Quote exactly the lines running from the line with "Can you find the groom's" to the end of the entries, including both, and nothing else.

Data supplied:
==*==
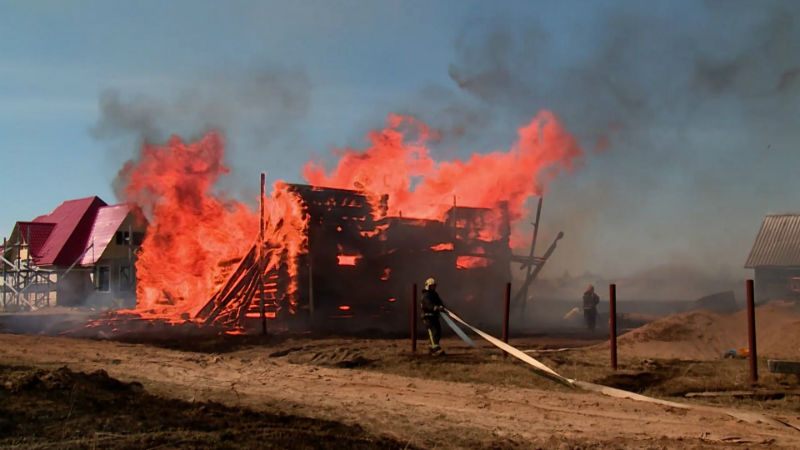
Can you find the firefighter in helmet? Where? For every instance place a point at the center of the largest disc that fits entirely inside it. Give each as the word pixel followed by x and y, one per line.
pixel 590 301
pixel 431 307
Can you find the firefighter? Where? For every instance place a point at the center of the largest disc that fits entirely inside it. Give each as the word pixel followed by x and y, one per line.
pixel 431 307
pixel 590 301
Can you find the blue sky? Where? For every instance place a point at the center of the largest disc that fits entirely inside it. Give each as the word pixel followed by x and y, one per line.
pixel 699 100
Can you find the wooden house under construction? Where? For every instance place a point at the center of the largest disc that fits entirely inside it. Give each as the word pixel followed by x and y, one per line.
pixel 82 253
pixel 360 266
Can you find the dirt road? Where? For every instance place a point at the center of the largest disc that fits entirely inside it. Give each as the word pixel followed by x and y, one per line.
pixel 422 412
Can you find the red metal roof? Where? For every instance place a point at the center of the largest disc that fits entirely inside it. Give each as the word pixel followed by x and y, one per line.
pixel 73 221
pixel 777 242
pixel 107 222
pixel 38 232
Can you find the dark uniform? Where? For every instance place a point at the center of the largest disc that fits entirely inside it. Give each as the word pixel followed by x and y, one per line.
pixel 431 306
pixel 590 301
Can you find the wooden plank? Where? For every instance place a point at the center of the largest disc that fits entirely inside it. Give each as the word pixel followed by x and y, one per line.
pixel 783 366
pixel 763 395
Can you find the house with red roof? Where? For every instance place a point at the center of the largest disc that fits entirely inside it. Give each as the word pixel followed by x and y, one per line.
pixel 81 253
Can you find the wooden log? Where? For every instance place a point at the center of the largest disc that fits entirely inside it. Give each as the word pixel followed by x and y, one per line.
pixel 231 297
pixel 783 366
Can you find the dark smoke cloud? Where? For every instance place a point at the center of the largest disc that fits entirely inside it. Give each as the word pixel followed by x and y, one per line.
pixel 638 82
pixel 261 103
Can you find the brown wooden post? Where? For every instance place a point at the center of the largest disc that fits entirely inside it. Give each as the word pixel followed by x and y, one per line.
pixel 751 332
pixel 261 307
pixel 507 303
pixel 414 317
pixel 612 320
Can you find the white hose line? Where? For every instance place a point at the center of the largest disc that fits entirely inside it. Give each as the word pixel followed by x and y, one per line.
pixel 459 332
pixel 541 369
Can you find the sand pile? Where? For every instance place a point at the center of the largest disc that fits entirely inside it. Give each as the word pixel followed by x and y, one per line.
pixel 708 335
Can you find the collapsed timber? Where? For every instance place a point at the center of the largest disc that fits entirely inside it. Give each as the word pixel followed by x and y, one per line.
pixel 358 266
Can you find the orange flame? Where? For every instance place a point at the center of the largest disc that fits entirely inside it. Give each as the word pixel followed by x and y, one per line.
pixel 347 260
pixel 471 262
pixel 444 246
pixel 392 165
pixel 194 233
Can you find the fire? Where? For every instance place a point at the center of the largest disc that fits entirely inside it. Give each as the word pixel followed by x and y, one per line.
pixel 347 260
pixel 471 262
pixel 193 231
pixel 393 163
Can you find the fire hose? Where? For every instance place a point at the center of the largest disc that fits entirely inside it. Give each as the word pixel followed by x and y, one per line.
pixel 543 370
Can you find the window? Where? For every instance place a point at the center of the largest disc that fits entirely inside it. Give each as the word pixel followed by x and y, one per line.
pixel 125 238
pixel 103 278
pixel 138 237
pixel 125 282
pixel 122 237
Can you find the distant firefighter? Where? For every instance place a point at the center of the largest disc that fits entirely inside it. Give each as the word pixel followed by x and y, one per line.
pixel 590 301
pixel 431 307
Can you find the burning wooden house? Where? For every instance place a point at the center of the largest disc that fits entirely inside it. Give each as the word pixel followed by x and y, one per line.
pixel 360 263
pixel 83 252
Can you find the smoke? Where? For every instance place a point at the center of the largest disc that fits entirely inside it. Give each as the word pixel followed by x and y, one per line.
pixel 633 67
pixel 254 109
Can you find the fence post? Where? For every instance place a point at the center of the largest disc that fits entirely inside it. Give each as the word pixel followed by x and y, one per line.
pixel 751 332
pixel 507 303
pixel 612 321
pixel 414 318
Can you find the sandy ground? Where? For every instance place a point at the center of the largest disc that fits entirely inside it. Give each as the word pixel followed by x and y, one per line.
pixel 409 408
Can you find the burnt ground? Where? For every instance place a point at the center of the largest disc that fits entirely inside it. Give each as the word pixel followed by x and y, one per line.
pixel 368 390
pixel 59 408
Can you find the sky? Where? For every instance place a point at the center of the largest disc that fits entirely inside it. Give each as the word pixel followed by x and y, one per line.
pixel 688 111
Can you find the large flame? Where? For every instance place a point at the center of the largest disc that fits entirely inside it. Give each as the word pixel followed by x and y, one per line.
pixel 194 233
pixel 418 186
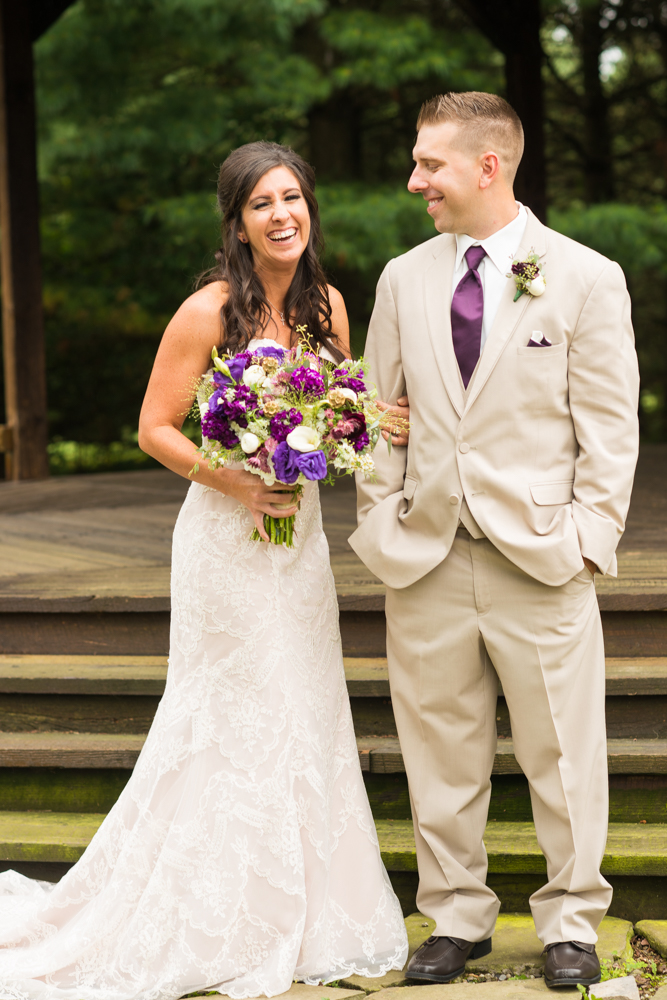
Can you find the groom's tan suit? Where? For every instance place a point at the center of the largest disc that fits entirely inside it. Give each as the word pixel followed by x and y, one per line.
pixel 478 529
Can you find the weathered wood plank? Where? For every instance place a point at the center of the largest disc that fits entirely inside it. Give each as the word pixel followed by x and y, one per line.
pixel 70 750
pixel 636 757
pixel 632 849
pixel 94 675
pixel 119 526
pixel 121 633
pixel 366 676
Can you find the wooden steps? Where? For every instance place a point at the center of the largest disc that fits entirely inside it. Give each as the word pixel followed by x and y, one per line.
pixel 632 849
pixel 378 755
pixel 84 632
pixel 367 677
==*==
Written answer:
Can you find the groom's tan suit? Where? For every instance place a point at the center of the largest disc that fits entirely inside it. Give each as the word pixel followed by x and y, one per line.
pixel 478 529
Can you find the weathered wood plank? Where? For every instance place a point at the center of the largest disc that fits entirely inside it. Give each as the word pixel followed by x and y, one per line.
pixel 70 750
pixel 636 757
pixel 632 849
pixel 94 675
pixel 119 526
pixel 121 633
pixel 366 676
Can you find the wooden steps? Where? For every instance place a point at the center of the largest disc that fits entirely inside it. Give each as the word pixel followed by x and y, one per line.
pixel 632 849
pixel 378 755
pixel 84 632
pixel 367 677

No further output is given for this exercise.